◆ GOAL OF THE EXERCISE: In the passage about Olga de Blanck, copy out word for word the span from "Olga de Blanck" up to and including "and Pilar Martín.".

◆ PROVIDED PASSAGE:
══════════
Olga de Blanck y Martín (11 March 1916 – 28 July 1998) was a Cuban pianist, guitarist and composer. She was born in Havana, the daughter of Hubert de Blanck and Pilar Martín.

Education

In 1924, de Blanck entered the Conservatorio Nacional de Música, which her father founded in 1885, where she studied piano, solfeggio and music theory. After graduating, she continued harmony studies in Havana with noted Cuban composer, violinist and professor of music Amadeo Roldán (1900–1939), and with professor of music and conductor Pedro Sanjuan (1887–1976). She lived in New York City from 1935–1938 and studied fugue and counterpoint there with Brazilian composer Walter Burle Marx (1902–1990). She lived in Mexico from 1943–1944, studying with composer, violinist and music theorist Julián Carrillo (1875–1965) and composer Carlos Jiménez Mabarak (1916–1994).
══════════
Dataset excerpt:
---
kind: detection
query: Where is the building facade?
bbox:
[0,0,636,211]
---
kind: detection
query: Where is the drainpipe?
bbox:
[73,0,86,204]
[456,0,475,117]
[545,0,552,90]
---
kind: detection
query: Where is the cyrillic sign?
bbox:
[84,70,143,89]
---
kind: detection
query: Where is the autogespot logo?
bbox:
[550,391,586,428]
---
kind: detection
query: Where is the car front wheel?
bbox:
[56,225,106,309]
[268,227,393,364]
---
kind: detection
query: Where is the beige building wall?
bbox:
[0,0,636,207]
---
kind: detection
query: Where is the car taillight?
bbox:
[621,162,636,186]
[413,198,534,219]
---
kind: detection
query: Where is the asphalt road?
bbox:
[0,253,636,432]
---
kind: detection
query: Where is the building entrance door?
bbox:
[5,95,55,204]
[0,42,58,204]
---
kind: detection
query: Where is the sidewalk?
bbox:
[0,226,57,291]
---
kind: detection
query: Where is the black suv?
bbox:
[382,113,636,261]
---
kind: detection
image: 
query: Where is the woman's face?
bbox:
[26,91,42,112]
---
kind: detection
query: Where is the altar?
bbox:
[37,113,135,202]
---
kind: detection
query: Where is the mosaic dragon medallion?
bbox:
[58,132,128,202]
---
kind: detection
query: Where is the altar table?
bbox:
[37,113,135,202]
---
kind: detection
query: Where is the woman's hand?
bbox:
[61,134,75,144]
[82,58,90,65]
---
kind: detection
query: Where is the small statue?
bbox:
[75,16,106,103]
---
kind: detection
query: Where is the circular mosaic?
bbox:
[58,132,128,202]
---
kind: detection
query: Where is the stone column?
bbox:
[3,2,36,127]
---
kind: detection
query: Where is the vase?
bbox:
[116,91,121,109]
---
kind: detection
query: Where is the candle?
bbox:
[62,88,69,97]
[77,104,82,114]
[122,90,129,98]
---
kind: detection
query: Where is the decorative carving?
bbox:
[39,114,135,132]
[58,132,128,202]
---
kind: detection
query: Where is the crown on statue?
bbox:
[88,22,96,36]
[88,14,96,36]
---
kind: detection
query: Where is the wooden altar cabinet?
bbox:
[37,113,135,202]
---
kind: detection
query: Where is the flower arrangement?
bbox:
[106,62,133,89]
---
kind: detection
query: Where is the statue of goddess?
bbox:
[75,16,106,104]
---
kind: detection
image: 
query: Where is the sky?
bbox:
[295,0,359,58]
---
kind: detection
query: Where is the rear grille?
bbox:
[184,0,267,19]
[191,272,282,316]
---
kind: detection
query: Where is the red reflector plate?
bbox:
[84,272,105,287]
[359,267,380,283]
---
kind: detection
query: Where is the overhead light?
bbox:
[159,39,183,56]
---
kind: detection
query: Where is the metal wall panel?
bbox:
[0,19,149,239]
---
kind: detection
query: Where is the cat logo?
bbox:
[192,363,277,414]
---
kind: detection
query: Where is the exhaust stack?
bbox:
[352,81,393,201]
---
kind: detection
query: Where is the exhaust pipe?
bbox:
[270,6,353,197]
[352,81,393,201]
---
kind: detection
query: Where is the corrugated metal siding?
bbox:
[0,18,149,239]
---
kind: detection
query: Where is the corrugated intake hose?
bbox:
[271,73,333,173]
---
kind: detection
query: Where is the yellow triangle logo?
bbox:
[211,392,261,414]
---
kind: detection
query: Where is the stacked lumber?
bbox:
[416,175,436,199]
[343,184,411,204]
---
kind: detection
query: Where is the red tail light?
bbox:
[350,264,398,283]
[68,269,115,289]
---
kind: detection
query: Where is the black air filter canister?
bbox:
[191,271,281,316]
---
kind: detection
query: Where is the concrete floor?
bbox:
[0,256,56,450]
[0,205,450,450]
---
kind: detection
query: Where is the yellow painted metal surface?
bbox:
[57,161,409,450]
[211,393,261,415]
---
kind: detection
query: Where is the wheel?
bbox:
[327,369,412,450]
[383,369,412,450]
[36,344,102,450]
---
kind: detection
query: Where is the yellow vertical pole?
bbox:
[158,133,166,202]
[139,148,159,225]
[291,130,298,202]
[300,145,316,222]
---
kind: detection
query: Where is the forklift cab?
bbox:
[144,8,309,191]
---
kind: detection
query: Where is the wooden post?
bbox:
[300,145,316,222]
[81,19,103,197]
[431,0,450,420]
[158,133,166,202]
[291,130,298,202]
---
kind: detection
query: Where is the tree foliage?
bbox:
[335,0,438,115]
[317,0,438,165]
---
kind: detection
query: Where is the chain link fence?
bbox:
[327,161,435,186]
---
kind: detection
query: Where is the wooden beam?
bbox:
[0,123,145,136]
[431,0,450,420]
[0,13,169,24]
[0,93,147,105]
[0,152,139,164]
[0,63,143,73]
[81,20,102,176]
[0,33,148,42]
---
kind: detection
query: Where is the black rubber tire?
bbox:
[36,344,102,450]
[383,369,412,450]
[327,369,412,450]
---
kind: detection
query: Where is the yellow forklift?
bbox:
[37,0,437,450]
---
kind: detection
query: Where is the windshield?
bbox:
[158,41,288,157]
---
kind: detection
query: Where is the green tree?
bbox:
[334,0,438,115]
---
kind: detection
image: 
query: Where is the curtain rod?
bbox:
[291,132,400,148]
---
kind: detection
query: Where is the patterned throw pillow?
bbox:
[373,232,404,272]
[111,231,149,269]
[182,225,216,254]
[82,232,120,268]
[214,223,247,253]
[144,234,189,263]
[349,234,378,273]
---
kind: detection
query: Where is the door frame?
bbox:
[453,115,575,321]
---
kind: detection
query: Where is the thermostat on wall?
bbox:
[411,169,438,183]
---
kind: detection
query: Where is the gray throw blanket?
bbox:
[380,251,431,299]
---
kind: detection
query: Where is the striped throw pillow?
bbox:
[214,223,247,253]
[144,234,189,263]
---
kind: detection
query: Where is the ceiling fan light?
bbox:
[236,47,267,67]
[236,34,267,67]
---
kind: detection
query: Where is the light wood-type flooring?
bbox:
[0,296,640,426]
══════════
◆ RESPONSE:
Olga de Blanck y Martín (11 March 1916 – 28 July 1998) was a Cuban pianist, guitarist and composer. She was born in Havana, the daughter of Hubert de Blanck and Pilar Martín.